Reading passage:
————
This approach is deeply problematic. It creates a hierarchy of racism in which some forms of bigotry are deemed worthy of national inquiry while others are ignored. The Australian Federation of Islamic Councils has documented “the alarming rise in Islamophobia and anti-Palestinian discrimination across Australia” and has called for “a parallel commitment to addressing” these forms of racism . The Commission’s refusal to examine them sends a damaging message about whose suffering counts.
PART FOUR: THE POLITICAL CONTEXT
The Envoy’s Plan
Special Envoy Jillian Segal’s Plan to Combat Antisemitism, released 10 July 2025, recommends:
· Adoption of the IHRA definition at “all levels of government and public institutions”
· Charging the Envoy with monitoring media and universities for antisemitism
· Issuing “report cards” to universities with potential funding consequences
The plan was developed without meaningful consultation with communities most likely to be affected by it. AFIC has stated that “no meaningful consultation with the communities who have borne the brunt of rising Islamophobia, anti-Palestinian racism, and political repression” occurred .
The Manufactured Crisis
Sydney experienced a series of antisemitic incidents over the 2024/25 summer. Police later revealed these were “manufactured by overseas actors, hiring gig criminals to commit the crimes in order to convey an antisemitism crisis to serve their own purposes” . A similar pattern appears to be emerging regarding the arson attack on the Addas Israel Synagogue in Melbourne .
These revelations fundamentally alter the context in which this Commission was established. The urgency that drove its creation was, at least in part, based on fabricated events.
PART FIVE: RECOMMENDATIONS
Based on the evidence set out above, I respectfully make the following recommendations:
Recommendation 1: Reconsider the IHRA Definition
The Commission should reconsider its adoption of the IHRA definition in light of:
· The Oxford PhD research demonstrating it was never officially adopted with its examples
· The Federal Court ruling distinguishing anti-Zionism from antisemitism
· The warnings from definition drafters that it is being weaponised
The Commission should either adopt the definition without the examples, or develop an alternative definition that does not conflate political criticism with racial hatred.
Recommendation 2: Extend the Timeline
The Commission should seek an extension to allow proper investigation of the matters within its terms of reference. A minimum of 18–24 months is required for adequate inquiry.
————
To do:
1. Please answer these questions from the passage about the Commission:
(a) On what date was the Plan to Combat Antisemitism released?
(b) In which city is the Addas Israel Synagogue?
(c) What minimum period is given as required for adequate inquiry?
2. Rewrite the part of the passage about the Commission from "Recommendation 2: Extend" up to and including "for adequate inquiry.", swapping "adequate" for "thorough".
Draw only on the passage about the Commission to answer.

Material:
————
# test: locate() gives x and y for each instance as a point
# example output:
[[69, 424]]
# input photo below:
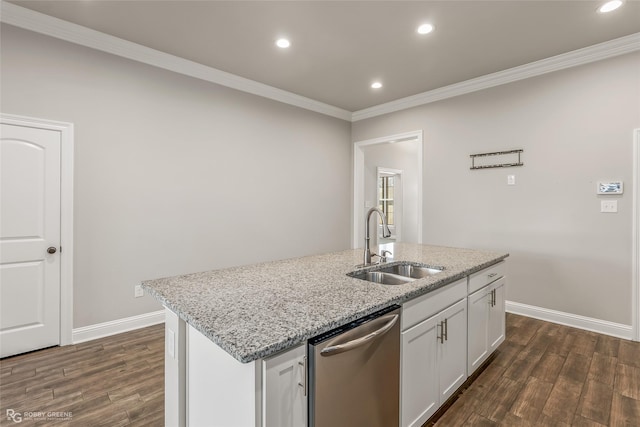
————
Results for each task:
1.
(a) 10 July 2025
(b) Melbourne
(c) 18–24 months

2.
Recommendation 2: Extend the Timeline
The Commission should seek an extension to allow proper investigation of the matters within its terms of reference. A minimum of 18–24 months is required for thorough inquiry.